▶ **Written exercise**
Count the lines in the entries below that contain the string "query", with case counting. Give only the number.

▶ **Data to process**
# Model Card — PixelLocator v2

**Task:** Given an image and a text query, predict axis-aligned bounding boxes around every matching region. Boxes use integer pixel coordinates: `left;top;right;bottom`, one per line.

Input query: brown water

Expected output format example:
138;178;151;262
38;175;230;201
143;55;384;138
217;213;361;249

▶ **Solution below**
2